**EXTRACT:**

########

Diabetic foot ulcers (DFU) are estimated to affect 15% of diabetic patients. They experience foot ulcers once in their lifetime with a recurrence rate of 35–50% over 3 years to around 70% over 5 years [2,3,4]. Complications of diabetic foot ulcers maybe related to its chronicity, osteomyelitis, re-ulceration, gangrene and amputation which might be aggravated by concomitant co-morbidities such as peripheral vascular disease, sub-optimal blood glucose control and neuropathy to name a few [5]. The long-drawn healing process in a DFU make them more susceptible for infection and resulting complications leading to healthcare economic burden [6]. The standard care for a DFU includes management of infections, local wound care offloading (especially in DFU complicated with neuropathy) and correcting systemic factors to promote healing. Some clinicians recommend advanced treatment such as biological dressings, collagen, platelet-derived growth factors (PDGF), and platelet-rich plasma (PRP) for non-healing ulcers after a\standard wound care [1]. In this light natural amniotic membrane wound dressings have been used for over a century as it contains a single epithelial cell layer, a thick basement membrane and an avascular stroma making it an ideal biological graft. Human amniotic membrane can assist in wound healing by cell migration into the healing tissue. Acquiring placenta for the harvesting of amniotic membrane is a challenge in terms of ethical aspects and the harvesting, processing, and preservation of the membrane as biological dressing are expensive procedures. Products containing amniotic tissue are increasingly being manufactured either as cryopreserved or dehydrated grafts [7]. We sought to investigate the rational use of amniotic membrane allografts in the management of diabetic foot ulcers by conducting a systemic review through published studies. Objective of the study was to assess the impact on wound closure rates by the use of amniotic membrane in diabetic foot ulcers.

########

**GIVEN MATERIAL:**
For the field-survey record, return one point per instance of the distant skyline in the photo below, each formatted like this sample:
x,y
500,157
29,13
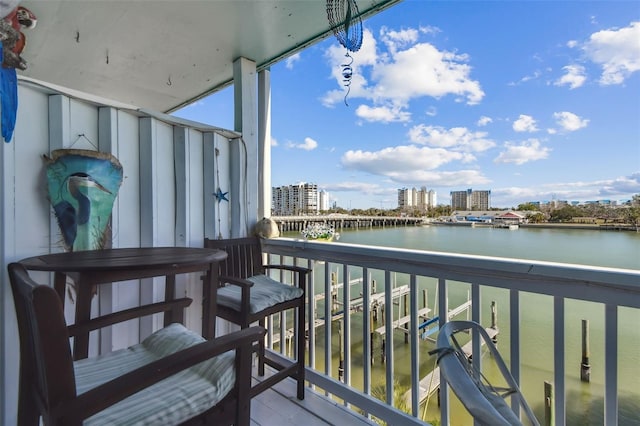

########

**SET OF TASKS:**
- a) According to the passage on diabetic foot ulcers, which three features of natural amniotic membrane make it an ideal biological graft?
- b) Decide whether each statement agrees with the passage on diabetic foot ulcers. For each, answer yes or no and quote the words that decide it.
(i) Diabetic foot ulcers are estimated to affect 15% of diabetic patients.
(ii) Products containing amniotic tissue are manufactured only as dehydrated grafts.
(iii) Harvesting, processing, and preserving amniotic membrane as a biological dressing are inexpensive procedures.

**YOUR RESPONSES:**
- a) A single epithelial cell layer, a thick basement membrane and an avascular stroma.

- b)
(i) Yes: "Diabetic foot ulcers (DFU) are estimated to affect 15% of diabetic patients."
(ii) No: "Products containing amniotic tissue are increasingly being manufactured either as cryopreserved or dehydrated grafts"
(iii) No: "the harvesting, processing, and preservation of the membrane as biological dressing are expensive procedures"